#### PASSAGE GIVEN ####
And what I have just stated above is, in essence, the basic, general arrangement in every State of the American Union- though, of course, the details differ from State to State (for example: while Counties and their many Municipalities share elements of local governance- including Law Enforcement- in my own State of New Jersey, in Mr. Stremsky's own State of New Hampshire, the Counties actually do very little in comparison to those in my own State and the "heavy lifting" of local governance in the Granite State is, thereby, left to that State's Towns- with their quintessential "Town Meeting"s- or the State's relative handful of Cities, where such has replaced the Town Meeting system of local governance; meanwhile, in many a State of the South and West, large portions of Counties are not at all part of incorporated municipalities and, thereby, remain unincorporated sections in which the County is, effectively, the only local government and in which the County Sheriff's office is the local Police Department)- but, in all cases, Law Enforcement is carried out (yes, "executed") by departments and agencies responsible, in the first instance, to the executive branches of each level of governance.

So it is on the Federal level:

Federal crimes are prosecuted by the United States Attorneys for each Federal Court District, all directly accountable to the U.S. Department of Justice headed by the Attorney General of the United States (currently Mr. Holder), himself responsible to the President of the United States (Mr. Obama at the present time, of course). All these U.S. Attorneys, as well as the Attorney General himself, have that same "prosecutorial discretion" as is allowed to my State's Attorney General or its several County Prosecutors. Thus, absent some specific mandate by Congress via statute not allowing for same, Law Enforcement remains an element of the Executive branch of the Federal Government, the very essence of the President's Oath of Office to "faithfully execute [his] Office" as well as "to the best of [his] Ability, preserve, protect and defend the Constitution of the United States": therefore, the Attorney General- and, yes, ultimately even the President to whom the Attorney General is directly responsible- do get to decide if terrorists are tried in civil courts or military tribunals... at least as regards a particular case.

As for the particular case now in question: the argument has also been made (though, it must be fairly noted, not at all by Mr. Stremsky in his 'vox' to which I am now responding) that the terrorist suspects should be tried by military tribunal, rather than by civilian courts, "because we are at war"... well, we were not at war on the morning of Tuesday 11 September 2001 (for example: I myself was able to freely go on vacation even as- as well as after- the events of 9/11 themselves transpired, as I myself noted in passing in my very first Commentary written after the attacks); and, therefore, the deaths that were caused by terrorist act were, in fact, crimes committed against civilians in an area that was civilian, and not military, as regarded its nature of governance as well as criminal jurisdiction (the same, of course, cannot at all be said of the Pentagon- also attacked by terrorists on 9/11- which is, after all, a military installation: but we are not here discussing the concomitant attack on the Pentagon, only that on New York City's World Trade Center, as this might relate to the propriety of trying those accused of plotting 9/11 in a civilian court in New York)...

nor is New York City on a war footing even now!...
#### EXTRACTED ENTRIES ####
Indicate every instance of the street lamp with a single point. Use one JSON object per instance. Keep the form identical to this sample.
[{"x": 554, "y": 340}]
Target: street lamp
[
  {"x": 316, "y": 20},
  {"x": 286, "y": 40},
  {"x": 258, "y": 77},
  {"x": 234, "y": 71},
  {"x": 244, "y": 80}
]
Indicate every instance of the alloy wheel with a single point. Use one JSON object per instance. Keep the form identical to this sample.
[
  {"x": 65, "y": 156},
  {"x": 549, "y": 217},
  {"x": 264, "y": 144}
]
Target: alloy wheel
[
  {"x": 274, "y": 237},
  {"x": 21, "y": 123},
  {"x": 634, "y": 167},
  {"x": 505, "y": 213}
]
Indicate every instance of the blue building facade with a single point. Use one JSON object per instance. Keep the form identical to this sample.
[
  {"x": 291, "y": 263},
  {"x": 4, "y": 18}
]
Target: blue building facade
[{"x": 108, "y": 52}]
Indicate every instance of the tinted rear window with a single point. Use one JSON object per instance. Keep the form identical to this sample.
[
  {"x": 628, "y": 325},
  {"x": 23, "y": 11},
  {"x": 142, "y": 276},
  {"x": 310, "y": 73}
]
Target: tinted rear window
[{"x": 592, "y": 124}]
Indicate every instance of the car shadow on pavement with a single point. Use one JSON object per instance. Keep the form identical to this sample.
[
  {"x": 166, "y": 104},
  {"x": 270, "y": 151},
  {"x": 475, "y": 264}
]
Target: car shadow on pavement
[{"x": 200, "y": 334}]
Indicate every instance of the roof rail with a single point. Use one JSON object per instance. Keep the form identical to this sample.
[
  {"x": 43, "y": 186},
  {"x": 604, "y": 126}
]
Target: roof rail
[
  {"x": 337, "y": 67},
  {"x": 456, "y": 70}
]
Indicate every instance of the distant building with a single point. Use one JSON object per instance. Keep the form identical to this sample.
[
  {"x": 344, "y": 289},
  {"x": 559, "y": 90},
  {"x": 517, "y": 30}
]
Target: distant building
####
> WHAT IS NEEDED
According to the passage on law enforcement above, who does the "heavy lifting" of local governance in New Hampshire?

> CORRECT RESPONSE
The state's Towns, with their Town Meetings, or, where that system has been replaced, its relative handful of Cities.